Shaktimaan will punish you

Shaktimaan was India’s first television superhero and hence commanded a roaring fan following among kids. There was a time when the streets and parks would be empty and the kids all glued to the television, for their favorite superhero would greet them on the tube. After the highly engrossing epics of Ramanand Sagar’s Ramayana and B.R.Chopra’s Mahabharata, never had any TV series come this close to silencing the deafening madness of kids. The same would repeat again when the BigB walked into our TV sets with KBC thereby emptying malls, theaters and even weddings. This post isn’t about KBC or the mythological epics but about our only desi superhero Shaktimaan. For the uninformed or those who slept through the biggest achievement of desi-TV in the late 90s, here’s a small refresher course. Apparently Shaktimaan was the chosen warrior against evil by the siddha gurus of a cult named Suryanshi. Now this mustn’t be confused with the Salman Khan in a fake He-Man look movie nor is it related to the BigB playing father and son in a Tamil remake. These sad-dudes(sadhus) were followers of the Sun-God and taught him kickass yoga that enabled him to dissolve his body in fire and revive himself. In short he possess Captain Planet like qualities to control the elements and fight evil. In a fitting tribute to Spiderman and Superman, Shaktimaan is a bumbling photographer for a news daily and can be rendered powerless by a evil crystal.

━━━━━━━━

● **Problems to solve**
(1) In the Shaktimaan post, what job does Shaktimaan have when he is not fighting evil?
(2) Condense the paragraph of the Shaktimaan post that opens "Shaktimaan was India’s first television superhero" into a short bulleted list that keeps its main facts.
(3) Carry on writing the Shaktimaan post from its final sentence.

● **Record set**
━━━━━━━━

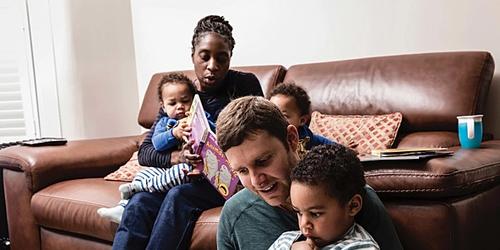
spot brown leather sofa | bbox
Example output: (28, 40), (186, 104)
(0, 52), (500, 250)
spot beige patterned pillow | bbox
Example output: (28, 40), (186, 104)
(104, 152), (144, 181)
(309, 111), (403, 154)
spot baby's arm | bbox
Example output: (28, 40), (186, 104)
(151, 117), (184, 151)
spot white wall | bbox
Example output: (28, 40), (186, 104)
(131, 0), (500, 138)
(34, 0), (140, 139)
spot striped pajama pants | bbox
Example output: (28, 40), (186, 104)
(132, 163), (192, 193)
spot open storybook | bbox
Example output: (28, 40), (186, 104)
(188, 95), (239, 200)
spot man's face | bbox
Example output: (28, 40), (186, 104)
(226, 126), (298, 206)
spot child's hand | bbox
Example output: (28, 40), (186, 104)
(172, 119), (191, 141)
(182, 140), (201, 166)
(291, 238), (319, 250)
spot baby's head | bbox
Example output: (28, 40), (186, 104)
(158, 73), (196, 120)
(269, 83), (311, 128)
(290, 144), (366, 247)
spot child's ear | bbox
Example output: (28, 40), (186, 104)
(287, 125), (299, 152)
(347, 194), (363, 217)
(299, 114), (311, 126)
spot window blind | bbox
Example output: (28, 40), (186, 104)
(0, 61), (26, 138)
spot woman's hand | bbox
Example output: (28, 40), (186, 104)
(182, 140), (201, 166)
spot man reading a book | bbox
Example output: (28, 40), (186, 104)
(217, 97), (402, 249)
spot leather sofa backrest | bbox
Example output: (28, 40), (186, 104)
(138, 65), (286, 129)
(284, 52), (494, 132)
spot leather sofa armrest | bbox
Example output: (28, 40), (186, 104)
(0, 136), (143, 193)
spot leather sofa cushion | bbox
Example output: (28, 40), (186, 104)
(283, 52), (495, 132)
(31, 178), (123, 242)
(363, 140), (500, 199)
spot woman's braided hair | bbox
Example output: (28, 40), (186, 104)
(191, 15), (236, 54)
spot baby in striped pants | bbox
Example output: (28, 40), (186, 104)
(97, 73), (215, 223)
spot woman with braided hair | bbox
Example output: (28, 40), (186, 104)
(113, 15), (263, 249)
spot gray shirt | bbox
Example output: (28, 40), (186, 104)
(217, 185), (403, 250)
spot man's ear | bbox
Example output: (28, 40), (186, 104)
(299, 114), (311, 126)
(286, 125), (299, 152)
(347, 194), (363, 217)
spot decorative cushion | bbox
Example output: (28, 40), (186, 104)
(104, 152), (144, 181)
(309, 111), (403, 154)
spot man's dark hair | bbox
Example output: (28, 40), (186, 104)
(191, 15), (236, 55)
(216, 96), (289, 152)
(269, 82), (311, 115)
(290, 143), (366, 205)
(158, 73), (196, 101)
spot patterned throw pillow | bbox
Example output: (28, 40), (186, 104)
(104, 152), (144, 181)
(309, 111), (403, 155)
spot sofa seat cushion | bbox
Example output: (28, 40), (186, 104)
(31, 178), (123, 242)
(363, 140), (500, 199)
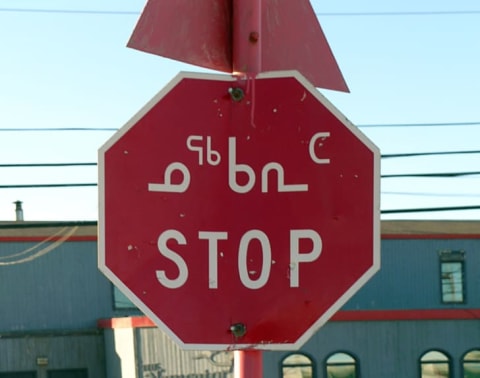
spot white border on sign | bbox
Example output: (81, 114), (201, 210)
(98, 71), (380, 350)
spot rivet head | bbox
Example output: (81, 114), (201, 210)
(230, 323), (247, 338)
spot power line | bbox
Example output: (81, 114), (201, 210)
(0, 182), (97, 189)
(0, 163), (97, 168)
(0, 150), (480, 170)
(357, 121), (480, 127)
(0, 8), (141, 16)
(380, 171), (480, 178)
(0, 8), (480, 17)
(382, 150), (480, 159)
(315, 10), (480, 17)
(380, 205), (480, 214)
(0, 127), (119, 132)
(0, 121), (480, 132)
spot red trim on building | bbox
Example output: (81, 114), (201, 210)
(97, 316), (156, 329)
(0, 235), (98, 243)
(332, 308), (480, 322)
(98, 308), (480, 329)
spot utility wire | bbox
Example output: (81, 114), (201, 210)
(380, 205), (480, 214)
(0, 8), (141, 16)
(380, 171), (480, 178)
(0, 163), (97, 168)
(0, 150), (480, 168)
(382, 150), (480, 159)
(357, 121), (480, 127)
(0, 8), (480, 17)
(0, 182), (97, 189)
(0, 121), (480, 132)
(315, 10), (480, 17)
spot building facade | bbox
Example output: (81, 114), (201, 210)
(0, 221), (480, 378)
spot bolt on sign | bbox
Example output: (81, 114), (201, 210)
(99, 71), (380, 350)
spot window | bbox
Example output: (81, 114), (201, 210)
(282, 353), (315, 378)
(326, 352), (359, 378)
(440, 251), (465, 303)
(463, 350), (480, 378)
(420, 350), (450, 378)
(47, 369), (88, 378)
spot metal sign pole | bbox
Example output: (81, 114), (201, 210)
(232, 0), (263, 378)
(232, 0), (263, 77)
(233, 350), (263, 378)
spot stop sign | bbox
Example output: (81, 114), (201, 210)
(99, 72), (380, 350)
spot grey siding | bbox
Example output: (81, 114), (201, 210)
(264, 320), (480, 378)
(135, 328), (233, 378)
(344, 239), (480, 310)
(0, 333), (105, 378)
(0, 242), (114, 332)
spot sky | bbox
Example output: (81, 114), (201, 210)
(0, 0), (480, 221)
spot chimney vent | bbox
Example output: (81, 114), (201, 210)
(14, 201), (23, 222)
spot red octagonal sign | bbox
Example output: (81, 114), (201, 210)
(99, 72), (380, 349)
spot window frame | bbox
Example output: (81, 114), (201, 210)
(323, 350), (361, 378)
(461, 348), (480, 377)
(111, 283), (140, 314)
(280, 351), (317, 378)
(418, 348), (453, 378)
(439, 250), (467, 305)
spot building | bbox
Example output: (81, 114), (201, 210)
(0, 221), (480, 378)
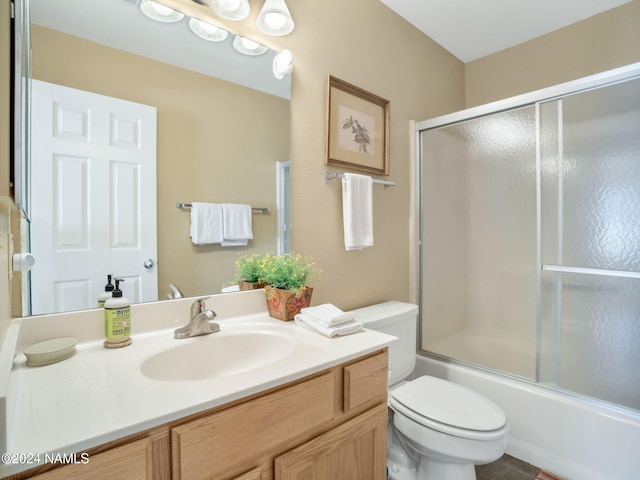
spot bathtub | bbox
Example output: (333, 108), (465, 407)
(414, 355), (640, 480)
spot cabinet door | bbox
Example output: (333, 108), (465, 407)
(275, 404), (387, 480)
(31, 438), (153, 480)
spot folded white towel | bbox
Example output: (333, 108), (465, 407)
(300, 303), (356, 327)
(220, 203), (253, 247)
(190, 202), (224, 245)
(342, 173), (373, 250)
(293, 313), (363, 337)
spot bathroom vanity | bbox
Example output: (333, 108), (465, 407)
(0, 292), (394, 480)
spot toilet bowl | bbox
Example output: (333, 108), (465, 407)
(355, 302), (508, 480)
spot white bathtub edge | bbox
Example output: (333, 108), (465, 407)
(414, 355), (640, 480)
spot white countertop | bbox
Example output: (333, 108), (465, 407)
(0, 288), (395, 478)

━━━━━━━━

● **Task-by-task outputs**
(1) He is a bumbling photographer for a news daily.

(2)
- Shaktimaan was India’s first television superhero and had a huge following among kids, who would leave streets and parks empty to watch him.
- Since Ramanand Sagar’s Ramayana and B.R.Chopra’s Mahabharata, no TV series had come this close to silencing kids. KBC later had a similar effect, emptying malls, theaters and even weddings.
- He was chosen to fight evil by the siddha gurus of a cult named Suryanshi, followers of the Sun-God.
- They taught him yoga that let him dissolve his body in fire and revive himself, and he could control the elements, much like Captain Planet.
- Like Spiderman and Superman, he works as a bumbling photographer for a news daily. An evil crystal can make him powerless.

(3)
It was a time while in school, I’m guessing I was in VIIth that the following incident took place. While I was happily raving about Cartoon Network, unbeknownst to me the country was swept with Shaktimaan mania. Hindi superheroes were looked upon in those days and Cartoon Network was still in English! So while kids around were running like headless chicken and going gaga over the victory of Shaktimaan over Electric Man, my hep circles were lost in the latest episode of Johnny Quest. Our teachers would coax and plead us to use fountain pens hoping that they would help improve our monolithic handwriting. Hero pens were a immensely popular owing to their smart Chinese pricing and flooded the bookstores. Many used cheaper versions and you could tell a student’s pen by the ink smudge on their fingers and blots in their pockets. We’ve had many incidents of spraying ink and that have lead to our own versions of paintball, where the cleanest shirt emerged victorious in the end! It would often be hard to explain to the teacher how ones cheeks and scalp had ink sprays and later learning that Tide/Rin ki safedi doesn’t quite work like they show on TV. There was this one time when this guy was showing of a swanky 14K gold tipped Parker pen during the first recess as all the girls of the class huddled around him. Never after have I seen such excitement till Hrithik Roshan’s posters came into existence. The pen was acting like a chick-magnet and the girls were drawn to it like moths to the huge lights at weddings! Years later I found out that it wasn’t the guy or the pen, but an element called gold that makes women go crazy even if it was in the nib of a fountain pen!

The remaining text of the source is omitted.